Starting at the line below that contains "Please spot the red shirt", print each line through the end of the records exactly as it appears.

═══ Data supplied ═══

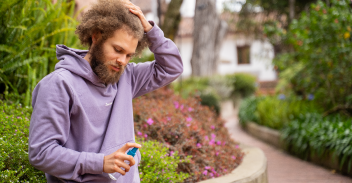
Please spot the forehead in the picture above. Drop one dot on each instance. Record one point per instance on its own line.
(124, 39)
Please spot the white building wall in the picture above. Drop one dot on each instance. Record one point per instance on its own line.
(261, 55)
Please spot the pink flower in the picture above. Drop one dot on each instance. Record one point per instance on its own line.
(176, 104)
(150, 121)
(205, 172)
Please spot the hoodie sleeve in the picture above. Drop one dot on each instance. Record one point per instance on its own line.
(166, 67)
(49, 130)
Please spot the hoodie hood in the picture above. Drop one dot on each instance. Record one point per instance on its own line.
(73, 60)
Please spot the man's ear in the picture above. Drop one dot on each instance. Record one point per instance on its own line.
(96, 36)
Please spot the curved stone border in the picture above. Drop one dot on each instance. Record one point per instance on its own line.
(253, 168)
(273, 137)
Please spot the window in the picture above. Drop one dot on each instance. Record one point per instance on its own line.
(243, 55)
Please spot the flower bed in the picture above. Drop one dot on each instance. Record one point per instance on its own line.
(186, 126)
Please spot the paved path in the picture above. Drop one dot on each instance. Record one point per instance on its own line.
(282, 168)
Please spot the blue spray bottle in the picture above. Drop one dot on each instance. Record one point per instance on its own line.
(131, 152)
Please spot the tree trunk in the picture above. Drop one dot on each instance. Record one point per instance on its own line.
(172, 19)
(292, 9)
(208, 34)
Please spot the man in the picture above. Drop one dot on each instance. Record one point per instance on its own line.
(82, 120)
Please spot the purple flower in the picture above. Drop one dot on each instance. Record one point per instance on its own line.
(176, 104)
(150, 121)
(281, 97)
(205, 172)
(310, 97)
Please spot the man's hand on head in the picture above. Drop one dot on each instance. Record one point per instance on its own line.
(113, 162)
(137, 11)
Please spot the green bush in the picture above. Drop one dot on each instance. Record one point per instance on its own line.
(275, 113)
(321, 56)
(248, 110)
(15, 166)
(314, 134)
(29, 32)
(14, 163)
(244, 84)
(157, 165)
(211, 101)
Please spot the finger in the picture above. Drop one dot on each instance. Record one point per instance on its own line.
(124, 166)
(119, 170)
(128, 146)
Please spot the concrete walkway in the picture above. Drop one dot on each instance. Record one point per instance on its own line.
(282, 168)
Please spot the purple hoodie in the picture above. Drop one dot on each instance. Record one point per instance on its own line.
(77, 120)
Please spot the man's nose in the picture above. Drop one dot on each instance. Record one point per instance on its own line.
(122, 60)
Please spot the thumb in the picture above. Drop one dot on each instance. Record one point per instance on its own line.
(128, 146)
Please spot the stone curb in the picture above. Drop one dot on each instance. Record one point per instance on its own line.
(273, 137)
(253, 168)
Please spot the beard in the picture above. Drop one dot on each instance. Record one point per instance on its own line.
(100, 66)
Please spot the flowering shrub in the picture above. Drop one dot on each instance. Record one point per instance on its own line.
(184, 125)
(158, 165)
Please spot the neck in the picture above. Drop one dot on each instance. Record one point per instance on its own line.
(87, 57)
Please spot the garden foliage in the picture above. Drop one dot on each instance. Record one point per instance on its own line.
(275, 111)
(313, 135)
(321, 54)
(186, 126)
(158, 165)
(14, 128)
(15, 166)
(29, 32)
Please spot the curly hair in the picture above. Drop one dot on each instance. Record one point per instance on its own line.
(106, 17)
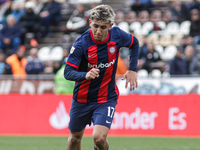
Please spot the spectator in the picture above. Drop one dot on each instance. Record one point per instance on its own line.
(143, 53)
(38, 6)
(4, 67)
(186, 40)
(18, 9)
(10, 34)
(167, 16)
(192, 67)
(153, 60)
(178, 64)
(77, 21)
(143, 16)
(195, 27)
(138, 5)
(120, 16)
(50, 13)
(34, 65)
(193, 4)
(18, 63)
(121, 67)
(30, 22)
(179, 11)
(131, 17)
(63, 86)
(5, 10)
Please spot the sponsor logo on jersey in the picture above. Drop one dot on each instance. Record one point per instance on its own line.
(91, 55)
(72, 49)
(60, 118)
(101, 65)
(112, 50)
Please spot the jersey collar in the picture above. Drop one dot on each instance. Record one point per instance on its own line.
(96, 40)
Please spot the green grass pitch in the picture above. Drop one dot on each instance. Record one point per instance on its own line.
(116, 143)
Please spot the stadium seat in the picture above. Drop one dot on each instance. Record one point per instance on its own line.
(135, 27)
(124, 26)
(147, 27)
(142, 73)
(57, 53)
(156, 73)
(165, 40)
(44, 53)
(169, 52)
(185, 27)
(172, 28)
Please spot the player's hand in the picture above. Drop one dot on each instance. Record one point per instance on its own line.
(92, 74)
(131, 77)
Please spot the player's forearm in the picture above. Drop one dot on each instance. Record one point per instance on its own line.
(72, 74)
(134, 54)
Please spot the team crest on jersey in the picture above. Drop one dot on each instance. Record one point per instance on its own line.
(72, 49)
(112, 50)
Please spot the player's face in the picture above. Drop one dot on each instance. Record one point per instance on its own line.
(99, 30)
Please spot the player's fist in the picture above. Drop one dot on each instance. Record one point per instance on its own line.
(92, 74)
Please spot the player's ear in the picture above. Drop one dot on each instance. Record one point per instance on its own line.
(110, 26)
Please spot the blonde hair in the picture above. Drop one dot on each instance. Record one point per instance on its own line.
(103, 13)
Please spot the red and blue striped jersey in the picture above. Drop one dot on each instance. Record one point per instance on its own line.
(87, 53)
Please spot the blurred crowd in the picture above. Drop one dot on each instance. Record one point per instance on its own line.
(20, 19)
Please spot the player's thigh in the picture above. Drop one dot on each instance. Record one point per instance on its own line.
(80, 116)
(100, 131)
(104, 114)
(74, 136)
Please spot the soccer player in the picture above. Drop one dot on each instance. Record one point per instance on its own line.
(92, 64)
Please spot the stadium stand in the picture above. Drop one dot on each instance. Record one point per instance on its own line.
(156, 24)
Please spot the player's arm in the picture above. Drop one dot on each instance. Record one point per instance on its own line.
(72, 66)
(72, 74)
(73, 62)
(131, 74)
(128, 40)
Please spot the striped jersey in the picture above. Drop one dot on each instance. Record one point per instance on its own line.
(87, 53)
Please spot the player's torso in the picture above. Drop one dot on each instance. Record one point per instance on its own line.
(104, 57)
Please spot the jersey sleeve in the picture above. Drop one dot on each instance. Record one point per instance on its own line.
(73, 62)
(128, 40)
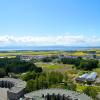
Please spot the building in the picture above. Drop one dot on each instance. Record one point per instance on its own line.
(15, 87)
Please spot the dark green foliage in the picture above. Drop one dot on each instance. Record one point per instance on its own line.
(70, 86)
(55, 77)
(2, 72)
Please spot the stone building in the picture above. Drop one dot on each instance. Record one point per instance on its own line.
(15, 87)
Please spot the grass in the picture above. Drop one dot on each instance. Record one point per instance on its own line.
(80, 88)
(13, 53)
(54, 67)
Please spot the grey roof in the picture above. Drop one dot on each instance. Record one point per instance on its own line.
(18, 84)
(73, 94)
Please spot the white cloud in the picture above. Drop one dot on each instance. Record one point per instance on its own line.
(50, 40)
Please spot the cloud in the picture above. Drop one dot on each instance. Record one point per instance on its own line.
(50, 40)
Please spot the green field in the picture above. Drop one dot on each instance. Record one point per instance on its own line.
(54, 67)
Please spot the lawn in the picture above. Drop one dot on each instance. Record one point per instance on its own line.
(54, 67)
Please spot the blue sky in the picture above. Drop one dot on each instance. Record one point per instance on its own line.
(50, 22)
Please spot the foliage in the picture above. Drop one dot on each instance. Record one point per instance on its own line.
(90, 91)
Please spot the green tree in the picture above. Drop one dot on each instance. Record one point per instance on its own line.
(90, 91)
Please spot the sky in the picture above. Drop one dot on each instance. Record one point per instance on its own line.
(49, 22)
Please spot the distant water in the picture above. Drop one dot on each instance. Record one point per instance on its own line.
(47, 48)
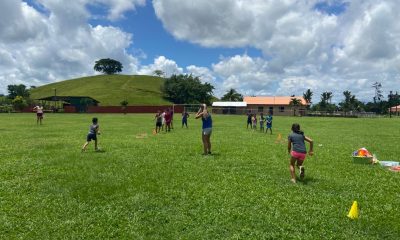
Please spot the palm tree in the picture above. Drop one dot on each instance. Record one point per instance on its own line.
(233, 96)
(295, 103)
(307, 97)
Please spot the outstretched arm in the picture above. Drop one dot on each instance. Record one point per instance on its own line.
(310, 152)
(289, 145)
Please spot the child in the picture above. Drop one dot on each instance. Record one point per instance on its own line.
(297, 151)
(39, 114)
(206, 128)
(168, 119)
(269, 123)
(185, 116)
(158, 118)
(249, 116)
(92, 135)
(254, 120)
(262, 120)
(163, 120)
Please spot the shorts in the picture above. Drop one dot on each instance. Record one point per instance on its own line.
(91, 137)
(297, 155)
(207, 131)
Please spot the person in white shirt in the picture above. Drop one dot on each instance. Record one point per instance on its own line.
(39, 114)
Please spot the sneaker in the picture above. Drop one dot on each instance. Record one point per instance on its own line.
(302, 172)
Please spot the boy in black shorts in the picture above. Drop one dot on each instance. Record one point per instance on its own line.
(92, 135)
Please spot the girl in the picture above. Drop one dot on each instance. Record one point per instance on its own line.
(254, 119)
(92, 135)
(39, 114)
(206, 128)
(158, 118)
(297, 151)
(262, 120)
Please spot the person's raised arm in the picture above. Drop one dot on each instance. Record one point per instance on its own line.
(310, 152)
(289, 145)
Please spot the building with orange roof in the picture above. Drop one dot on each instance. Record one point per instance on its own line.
(279, 105)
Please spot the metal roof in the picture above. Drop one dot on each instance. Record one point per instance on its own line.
(229, 104)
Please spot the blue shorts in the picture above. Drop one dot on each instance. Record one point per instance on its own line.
(91, 136)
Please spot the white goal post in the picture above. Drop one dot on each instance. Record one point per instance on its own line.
(190, 108)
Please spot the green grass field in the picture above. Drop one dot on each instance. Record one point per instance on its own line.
(161, 187)
(109, 89)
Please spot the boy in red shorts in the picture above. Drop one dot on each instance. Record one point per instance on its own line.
(297, 150)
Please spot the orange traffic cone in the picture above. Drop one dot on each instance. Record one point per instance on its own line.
(279, 138)
(353, 213)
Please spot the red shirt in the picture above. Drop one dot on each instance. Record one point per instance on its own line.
(168, 117)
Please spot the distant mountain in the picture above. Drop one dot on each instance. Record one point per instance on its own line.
(109, 89)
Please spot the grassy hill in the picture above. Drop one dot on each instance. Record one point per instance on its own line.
(109, 89)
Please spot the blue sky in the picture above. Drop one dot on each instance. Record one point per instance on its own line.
(258, 47)
(150, 38)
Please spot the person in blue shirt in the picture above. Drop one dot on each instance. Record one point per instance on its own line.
(185, 116)
(269, 123)
(206, 128)
(94, 130)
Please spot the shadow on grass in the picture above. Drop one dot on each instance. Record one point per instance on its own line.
(308, 180)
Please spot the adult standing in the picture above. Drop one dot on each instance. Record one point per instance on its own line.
(206, 128)
(39, 114)
(185, 116)
(249, 116)
(168, 118)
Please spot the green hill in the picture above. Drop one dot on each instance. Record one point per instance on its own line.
(109, 89)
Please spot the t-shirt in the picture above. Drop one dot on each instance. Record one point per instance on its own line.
(185, 116)
(168, 117)
(159, 118)
(207, 121)
(39, 109)
(269, 119)
(298, 142)
(93, 128)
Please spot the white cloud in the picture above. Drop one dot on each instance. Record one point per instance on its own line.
(119, 7)
(169, 67)
(302, 47)
(39, 48)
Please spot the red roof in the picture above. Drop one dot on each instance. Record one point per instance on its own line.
(271, 100)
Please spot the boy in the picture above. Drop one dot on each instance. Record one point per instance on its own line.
(269, 123)
(92, 135)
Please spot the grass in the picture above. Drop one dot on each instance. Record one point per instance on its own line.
(109, 90)
(161, 187)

═══

### Response for this exercise
Please spot the red shirt in the picture above. Drop one dot on each instance. Record one point per instance on its own line.
(168, 117)
Please spot the distant mountain in the picture above. Drop one dot on each instance. Record one point per instance on its own line.
(109, 89)
Please spot the grassy hill in the picture above. Drop one dot on each instance. Record one point per instance on its own line.
(109, 89)
Please spot the blue sky in the picture above. Drop one dot on each instance. Record one point per instance on its own line.
(258, 47)
(150, 38)
Please spot the person in blue shirt in the picture above. Drop one dot on each instance. Record one point per instance on its own line.
(185, 116)
(269, 123)
(206, 128)
(94, 130)
Please spot the shadow on grass in the picture above. Drop one dot on each instance. Record one point per instance on its own line.
(308, 180)
Please spot the adult standing in the picture above. Drop one dot on each instance. Record one point per instance on its own line.
(206, 128)
(39, 114)
(185, 116)
(249, 116)
(168, 118)
Please spot the green hill in the picture above. Drop one dot on each instance. Record one point per instance on its own line.
(109, 89)
Please spot the t-shirt in the picture above. Drop one dot on each instance. Record one point per instance on its own line.
(185, 116)
(168, 117)
(159, 118)
(207, 121)
(39, 109)
(269, 119)
(298, 142)
(93, 128)
Please spot the white cloud in the picture above. Drop one dot on each instance. Record one point per instance on its own line.
(119, 7)
(169, 67)
(302, 47)
(39, 48)
Please spot the red roof in the picture above. Drop one dot on each instance. Record one point per instance on its own line.
(271, 100)
Please spot the boy in the picture above. Drop one dot on each instance. Record one point per instance on its own line.
(269, 123)
(92, 135)
Please spot the grass in the picture above. Drop one dot on each instance. Record one point per instance on its own line.
(109, 90)
(161, 187)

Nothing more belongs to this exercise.